Exercise task:
Do these statements agree with the text on hunter-gatherers? For each, answer yes or no and quote the words of the text that decide it. 1. Hunter-gatherer chiefs usually hold formal political power. 2. A San Bushman chased a springbok on foot for more than a day. 3. The Huaorani man who climbed trees after a monkey was 60 years old.

Text to read:
* * * * * * * * *

Imagine living in a world where you are your own boss, in fact where bosses don’t even exist. Hunter-gatherers tend to be very egalitarian; if they do have chiefs they are typically little more than figure-heads with no formal political power. Not only that, unlike 99.999% of people in civilised societies, you are actively involved in the big decisions your society makes like whether or not to go to war; you speak in a public forum, Classical Athen’s style, except your personal view carries about 100 times more weight than any ancient Greek’s (and about 1,000,000,000 times more than a citizen in a modern democracy) since your political unit is so small. Only a fool would consider the power of an infantilisingly insignificant vote every few years to be equivalent.

Plains Indians hunting buffalo

Perhaps this is why hunter-gatherers stand so upright and move so gracefully, as anyone who’s ever watched anthropological documentaries could hardly fail to notice, while the civilized stoop awkwardly, as if crushed beneath the awesome weight of the abstract, impersonal power against which they are utterly helpless.

Something to do with the incredible freedom of knowing you are truly self-reliant and self-determining maybe? Or perhaps that is something to do with their healthy lifestyles and diets. Compared to Westerners, most hunter-gatherers have strength and endurance approaching the super-human. I have seen a documentary in which a 60 year old Amazonian Indian (Huaorani) climbed 11 100 foot trees in a row in pursuit of a monkey, and one in which a San Bushmen pursued a springbok on foot through the desert for over a day until it was too exhausted to move.

* * * * * * * * *

Data entries:
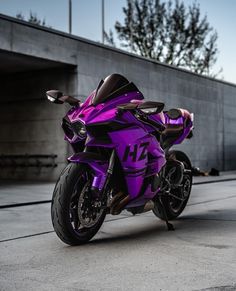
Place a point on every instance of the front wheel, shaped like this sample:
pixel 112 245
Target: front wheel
pixel 76 214
pixel 176 202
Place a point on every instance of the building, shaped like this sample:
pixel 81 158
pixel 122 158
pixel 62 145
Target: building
pixel 34 59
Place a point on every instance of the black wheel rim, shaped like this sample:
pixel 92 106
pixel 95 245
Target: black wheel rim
pixel 84 210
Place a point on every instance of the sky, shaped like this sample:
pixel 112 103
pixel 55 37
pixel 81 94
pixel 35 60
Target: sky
pixel 86 21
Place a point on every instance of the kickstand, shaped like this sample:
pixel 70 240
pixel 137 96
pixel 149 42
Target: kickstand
pixel 168 224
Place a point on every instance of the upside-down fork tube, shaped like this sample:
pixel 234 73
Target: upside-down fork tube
pixel 98 165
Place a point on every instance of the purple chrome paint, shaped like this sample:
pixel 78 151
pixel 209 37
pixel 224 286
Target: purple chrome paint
pixel 139 152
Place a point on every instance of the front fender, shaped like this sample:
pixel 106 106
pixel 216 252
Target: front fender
pixel 96 163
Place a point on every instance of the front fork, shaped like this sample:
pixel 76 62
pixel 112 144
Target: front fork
pixel 101 180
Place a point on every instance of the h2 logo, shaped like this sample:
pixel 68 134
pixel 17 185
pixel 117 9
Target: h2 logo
pixel 137 152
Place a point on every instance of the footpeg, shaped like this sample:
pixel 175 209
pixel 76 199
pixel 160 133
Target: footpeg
pixel 118 202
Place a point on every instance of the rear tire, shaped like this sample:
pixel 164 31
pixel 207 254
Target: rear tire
pixel 65 218
pixel 168 201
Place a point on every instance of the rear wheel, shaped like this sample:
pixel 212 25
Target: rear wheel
pixel 76 214
pixel 176 202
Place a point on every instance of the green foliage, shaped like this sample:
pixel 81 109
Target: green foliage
pixel 168 32
pixel 33 18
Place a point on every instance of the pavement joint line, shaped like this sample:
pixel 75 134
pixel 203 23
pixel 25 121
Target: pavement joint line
pixel 49 201
pixel 181 218
pixel 213 219
pixel 214 181
pixel 26 236
pixel 51 231
pixel 24 204
pixel 212 200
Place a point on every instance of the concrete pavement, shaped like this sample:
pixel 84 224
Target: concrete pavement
pixel 129 253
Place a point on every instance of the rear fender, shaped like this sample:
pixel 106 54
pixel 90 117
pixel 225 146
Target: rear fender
pixel 98 165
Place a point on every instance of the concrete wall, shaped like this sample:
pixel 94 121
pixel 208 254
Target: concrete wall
pixel 30 124
pixel 213 102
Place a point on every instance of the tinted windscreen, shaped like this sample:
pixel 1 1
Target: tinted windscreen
pixel 114 85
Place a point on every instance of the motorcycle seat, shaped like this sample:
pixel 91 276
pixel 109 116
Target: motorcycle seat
pixel 173 130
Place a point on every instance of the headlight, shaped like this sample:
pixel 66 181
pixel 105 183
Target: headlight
pixel 79 129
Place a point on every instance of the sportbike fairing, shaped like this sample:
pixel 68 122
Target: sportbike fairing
pixel 99 123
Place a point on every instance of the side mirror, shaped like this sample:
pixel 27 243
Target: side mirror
pixel 54 96
pixel 57 97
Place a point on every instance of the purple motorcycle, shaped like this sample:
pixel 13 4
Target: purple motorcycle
pixel 121 161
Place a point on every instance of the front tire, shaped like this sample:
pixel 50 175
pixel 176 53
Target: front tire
pixel 75 215
pixel 173 206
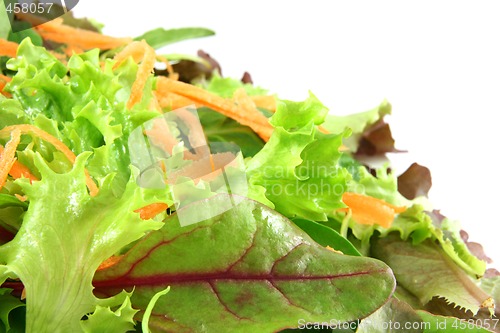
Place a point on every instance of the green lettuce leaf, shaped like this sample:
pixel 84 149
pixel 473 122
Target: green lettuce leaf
pixel 64 237
pixel 394 316
pixel 226 87
pixel 357 123
pixel 441 324
pixel 105 320
pixel 160 37
pixel 219 128
pixel 427 271
pixel 297 171
pixel 86 109
pixel 260 276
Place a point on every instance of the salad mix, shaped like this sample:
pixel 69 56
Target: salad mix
pixel 107 146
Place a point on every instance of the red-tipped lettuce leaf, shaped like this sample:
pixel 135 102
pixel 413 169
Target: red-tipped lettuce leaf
pixel 246 270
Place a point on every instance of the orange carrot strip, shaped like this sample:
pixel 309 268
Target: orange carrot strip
pixel 146 67
pixel 8 156
pixel 170 68
pixel 19 170
pixel 109 262
pixel 370 210
pixel 251 117
pixel 8 48
pixel 56 31
pixel 151 211
pixel 27 129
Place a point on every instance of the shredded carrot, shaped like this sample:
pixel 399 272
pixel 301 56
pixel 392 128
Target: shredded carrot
pixel 56 31
pixel 8 156
pixel 109 262
pixel 28 129
pixel 147 54
pixel 8 48
pixel 22 198
pixel 370 210
pixel 250 117
pixel 151 211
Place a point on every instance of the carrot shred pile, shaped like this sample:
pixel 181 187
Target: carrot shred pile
pixel 246 113
pixel 28 129
pixel 58 32
pixel 139 51
pixel 150 211
pixel 8 48
pixel 369 210
pixel 8 156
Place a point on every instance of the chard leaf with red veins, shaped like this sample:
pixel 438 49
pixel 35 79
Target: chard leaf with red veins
pixel 247 270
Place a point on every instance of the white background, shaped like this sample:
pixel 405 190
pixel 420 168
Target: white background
pixel 437 62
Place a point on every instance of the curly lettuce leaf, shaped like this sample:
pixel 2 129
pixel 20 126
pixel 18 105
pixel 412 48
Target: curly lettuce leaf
pixel 160 37
pixel 65 236
pixel 297 171
pixel 226 87
pixel 105 320
pixel 81 103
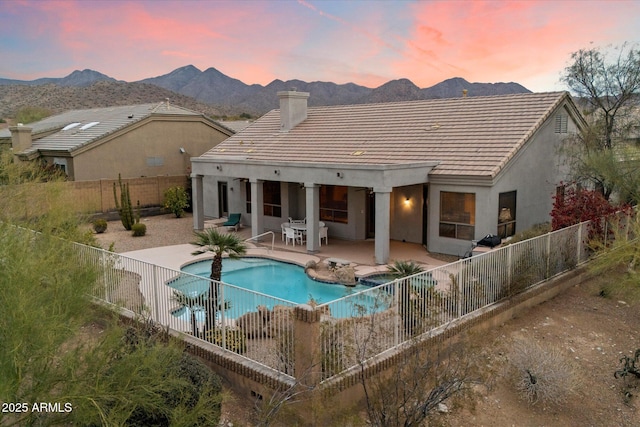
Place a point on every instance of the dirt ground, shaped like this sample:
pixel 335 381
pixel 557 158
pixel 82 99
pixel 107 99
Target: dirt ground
pixel 589 331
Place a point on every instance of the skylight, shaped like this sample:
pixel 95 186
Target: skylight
pixel 71 126
pixel 88 125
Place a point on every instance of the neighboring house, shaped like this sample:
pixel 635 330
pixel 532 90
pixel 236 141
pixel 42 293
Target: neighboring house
pixel 135 141
pixel 439 172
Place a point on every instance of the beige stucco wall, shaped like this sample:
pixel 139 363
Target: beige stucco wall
pixel 130 153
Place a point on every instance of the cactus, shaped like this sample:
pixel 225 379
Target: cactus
pixel 124 207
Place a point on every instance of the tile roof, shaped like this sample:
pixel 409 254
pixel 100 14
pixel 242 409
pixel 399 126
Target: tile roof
pixel 467 135
pixel 107 120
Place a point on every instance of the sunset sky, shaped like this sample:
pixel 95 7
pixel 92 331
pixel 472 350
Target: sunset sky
pixel 363 42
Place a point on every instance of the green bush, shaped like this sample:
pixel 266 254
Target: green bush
pixel 100 225
pixel 138 229
pixel 176 200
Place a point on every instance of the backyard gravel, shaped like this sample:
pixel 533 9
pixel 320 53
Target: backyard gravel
pixel 162 230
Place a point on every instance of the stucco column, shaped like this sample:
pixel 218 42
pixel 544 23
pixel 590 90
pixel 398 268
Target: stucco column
pixel 383 224
pixel 257 208
pixel 197 202
pixel 313 216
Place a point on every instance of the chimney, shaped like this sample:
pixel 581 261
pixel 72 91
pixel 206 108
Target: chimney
pixel 293 108
pixel 20 138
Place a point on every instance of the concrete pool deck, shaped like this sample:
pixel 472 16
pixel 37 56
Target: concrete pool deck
pixel 359 253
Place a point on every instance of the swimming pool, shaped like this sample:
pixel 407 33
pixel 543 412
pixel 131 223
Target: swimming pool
pixel 272 278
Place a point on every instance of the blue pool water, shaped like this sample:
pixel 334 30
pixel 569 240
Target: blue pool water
pixel 269 277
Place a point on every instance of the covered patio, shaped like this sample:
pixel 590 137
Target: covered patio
pixel 358 253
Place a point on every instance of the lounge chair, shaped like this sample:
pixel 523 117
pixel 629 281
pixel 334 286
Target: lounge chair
pixel 291 234
pixel 233 221
pixel 324 234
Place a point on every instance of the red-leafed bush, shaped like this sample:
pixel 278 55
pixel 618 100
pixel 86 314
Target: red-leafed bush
pixel 577 205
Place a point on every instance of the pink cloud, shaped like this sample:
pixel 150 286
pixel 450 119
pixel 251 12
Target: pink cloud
pixel 496 41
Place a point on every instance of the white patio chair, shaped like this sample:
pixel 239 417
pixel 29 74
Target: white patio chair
pixel 324 234
pixel 282 227
pixel 290 234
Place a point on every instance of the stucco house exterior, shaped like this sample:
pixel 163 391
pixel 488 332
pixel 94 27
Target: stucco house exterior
pixel 134 141
pixel 439 172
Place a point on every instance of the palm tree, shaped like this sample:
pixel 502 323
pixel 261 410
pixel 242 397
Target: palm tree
pixel 193 303
pixel 211 240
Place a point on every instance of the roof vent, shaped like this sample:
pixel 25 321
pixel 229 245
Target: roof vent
pixel 293 109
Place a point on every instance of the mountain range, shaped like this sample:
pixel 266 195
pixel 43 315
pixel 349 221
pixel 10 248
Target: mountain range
pixel 216 94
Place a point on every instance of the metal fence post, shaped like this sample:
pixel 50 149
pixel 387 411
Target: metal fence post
pixel 104 276
pixel 548 270
pixel 221 311
pixel 579 244
pixel 154 289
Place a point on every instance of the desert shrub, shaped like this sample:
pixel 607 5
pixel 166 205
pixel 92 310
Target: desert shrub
pixel 138 229
pixel 176 200
pixel 234 339
pixel 100 225
pixel 542 374
pixel 577 205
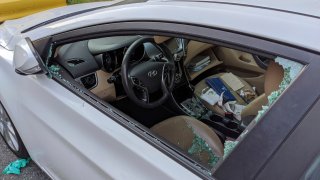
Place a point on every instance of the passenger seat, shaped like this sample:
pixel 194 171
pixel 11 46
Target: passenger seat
pixel 273 78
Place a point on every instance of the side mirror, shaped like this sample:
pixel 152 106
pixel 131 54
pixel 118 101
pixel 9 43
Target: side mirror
pixel 26 60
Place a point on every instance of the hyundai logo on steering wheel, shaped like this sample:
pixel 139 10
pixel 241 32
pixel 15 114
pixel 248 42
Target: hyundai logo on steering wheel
pixel 152 73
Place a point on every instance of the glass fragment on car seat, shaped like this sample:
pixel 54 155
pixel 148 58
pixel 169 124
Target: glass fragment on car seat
pixel 199 146
pixel 14 167
pixel 291 71
pixel 228 147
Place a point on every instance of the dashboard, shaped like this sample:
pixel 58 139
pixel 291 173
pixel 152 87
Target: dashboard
pixel 84 58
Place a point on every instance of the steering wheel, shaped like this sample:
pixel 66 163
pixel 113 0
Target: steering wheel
pixel 141 80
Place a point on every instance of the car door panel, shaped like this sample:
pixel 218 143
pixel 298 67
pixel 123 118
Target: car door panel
pixel 61 131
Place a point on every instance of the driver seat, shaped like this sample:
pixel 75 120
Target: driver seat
pixel 181 131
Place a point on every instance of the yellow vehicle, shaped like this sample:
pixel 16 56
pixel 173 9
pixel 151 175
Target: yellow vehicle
pixel 12 9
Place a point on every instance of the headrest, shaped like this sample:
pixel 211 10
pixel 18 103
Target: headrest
pixel 273 77
pixel 160 39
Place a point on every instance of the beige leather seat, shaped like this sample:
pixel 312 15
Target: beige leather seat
pixel 181 130
pixel 273 78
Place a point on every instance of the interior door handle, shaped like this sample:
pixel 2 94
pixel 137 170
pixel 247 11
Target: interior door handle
pixel 245 59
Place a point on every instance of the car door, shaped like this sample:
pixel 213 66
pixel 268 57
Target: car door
pixel 70 138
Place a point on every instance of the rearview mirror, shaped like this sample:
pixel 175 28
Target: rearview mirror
pixel 26 60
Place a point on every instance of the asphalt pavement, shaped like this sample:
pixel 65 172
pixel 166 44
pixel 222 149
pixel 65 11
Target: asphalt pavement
pixel 31 172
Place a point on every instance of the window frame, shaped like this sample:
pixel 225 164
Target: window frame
pixel 236 40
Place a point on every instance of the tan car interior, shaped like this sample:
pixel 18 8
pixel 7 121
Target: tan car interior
pixel 179 127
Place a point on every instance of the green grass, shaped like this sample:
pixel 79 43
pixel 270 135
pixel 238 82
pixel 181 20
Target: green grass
pixel 70 2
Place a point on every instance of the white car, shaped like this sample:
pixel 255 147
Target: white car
pixel 164 90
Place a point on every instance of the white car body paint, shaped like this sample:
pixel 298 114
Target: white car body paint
pixel 70 139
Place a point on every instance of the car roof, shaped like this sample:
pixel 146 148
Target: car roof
pixel 287 27
pixel 302 7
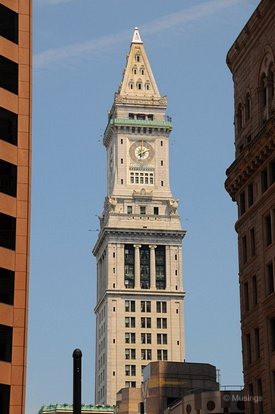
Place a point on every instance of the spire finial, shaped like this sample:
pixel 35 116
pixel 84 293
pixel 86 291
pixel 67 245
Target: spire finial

* * * * * * * * *

Complete response:
1. No: "if they do have chiefs they are typically little more than figure-heads with no formal political power"
2. Yes: "a San Bushmen pursued a springbok on foot through the desert for over a day until it was too exhausted to move"
3. Yes: "a 60 year old Amazonian Indian (Huaorani) climbed 11 100 foot trees in a row in pursuit of a monkey"